Content starts

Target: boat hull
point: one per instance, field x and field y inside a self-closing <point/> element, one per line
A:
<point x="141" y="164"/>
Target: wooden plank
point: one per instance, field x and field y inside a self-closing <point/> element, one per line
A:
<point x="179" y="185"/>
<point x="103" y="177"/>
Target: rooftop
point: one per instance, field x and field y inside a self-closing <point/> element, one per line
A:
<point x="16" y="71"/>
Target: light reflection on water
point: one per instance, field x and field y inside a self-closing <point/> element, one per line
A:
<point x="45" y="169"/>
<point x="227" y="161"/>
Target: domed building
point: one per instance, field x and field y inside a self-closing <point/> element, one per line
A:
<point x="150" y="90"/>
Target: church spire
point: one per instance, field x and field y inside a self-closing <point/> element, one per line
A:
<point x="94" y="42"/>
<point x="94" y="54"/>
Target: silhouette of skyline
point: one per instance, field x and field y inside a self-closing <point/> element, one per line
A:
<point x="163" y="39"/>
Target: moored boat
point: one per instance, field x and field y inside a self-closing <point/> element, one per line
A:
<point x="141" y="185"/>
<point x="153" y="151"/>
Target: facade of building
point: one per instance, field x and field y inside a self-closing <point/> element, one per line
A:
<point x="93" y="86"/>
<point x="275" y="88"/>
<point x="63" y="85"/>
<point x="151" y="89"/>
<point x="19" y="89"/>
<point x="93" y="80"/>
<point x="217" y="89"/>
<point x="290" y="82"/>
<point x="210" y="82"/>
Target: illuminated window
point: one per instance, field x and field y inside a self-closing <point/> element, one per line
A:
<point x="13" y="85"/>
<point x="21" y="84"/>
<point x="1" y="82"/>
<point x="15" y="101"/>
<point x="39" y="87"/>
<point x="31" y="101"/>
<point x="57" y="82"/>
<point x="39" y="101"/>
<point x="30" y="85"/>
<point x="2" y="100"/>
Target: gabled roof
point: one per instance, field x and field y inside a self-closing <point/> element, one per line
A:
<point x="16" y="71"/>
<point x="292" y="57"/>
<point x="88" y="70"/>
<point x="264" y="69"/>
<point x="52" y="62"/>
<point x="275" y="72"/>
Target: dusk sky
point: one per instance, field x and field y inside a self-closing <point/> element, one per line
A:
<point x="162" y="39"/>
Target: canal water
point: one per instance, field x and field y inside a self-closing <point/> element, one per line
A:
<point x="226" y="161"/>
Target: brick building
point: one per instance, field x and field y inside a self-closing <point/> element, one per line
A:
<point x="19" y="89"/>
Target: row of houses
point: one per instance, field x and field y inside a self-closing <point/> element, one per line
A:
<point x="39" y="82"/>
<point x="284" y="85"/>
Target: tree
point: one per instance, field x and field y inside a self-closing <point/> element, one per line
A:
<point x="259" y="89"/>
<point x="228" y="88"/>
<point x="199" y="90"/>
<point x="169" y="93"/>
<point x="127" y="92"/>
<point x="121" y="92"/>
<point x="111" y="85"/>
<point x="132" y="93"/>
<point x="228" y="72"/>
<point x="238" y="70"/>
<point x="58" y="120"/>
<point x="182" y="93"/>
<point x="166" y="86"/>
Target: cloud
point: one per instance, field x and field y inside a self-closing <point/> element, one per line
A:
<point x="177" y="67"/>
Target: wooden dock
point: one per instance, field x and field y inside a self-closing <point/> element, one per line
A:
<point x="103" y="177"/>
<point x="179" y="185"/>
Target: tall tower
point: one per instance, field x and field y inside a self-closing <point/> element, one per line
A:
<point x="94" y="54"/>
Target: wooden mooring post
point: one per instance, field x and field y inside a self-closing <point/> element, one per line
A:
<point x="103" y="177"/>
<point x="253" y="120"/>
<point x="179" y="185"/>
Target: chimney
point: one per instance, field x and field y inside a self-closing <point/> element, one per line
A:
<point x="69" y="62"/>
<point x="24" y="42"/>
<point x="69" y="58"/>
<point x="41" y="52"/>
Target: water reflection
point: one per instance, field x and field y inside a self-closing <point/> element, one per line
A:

Content ends

• [WHAT THE EXERCISE ASKS] Lines that contain "wooden" should be pulled from the entries above and reported.

• [RESPONSE TO THIS TASK]
Target: wooden plank
Target: wooden dock
Target: wooden mooring post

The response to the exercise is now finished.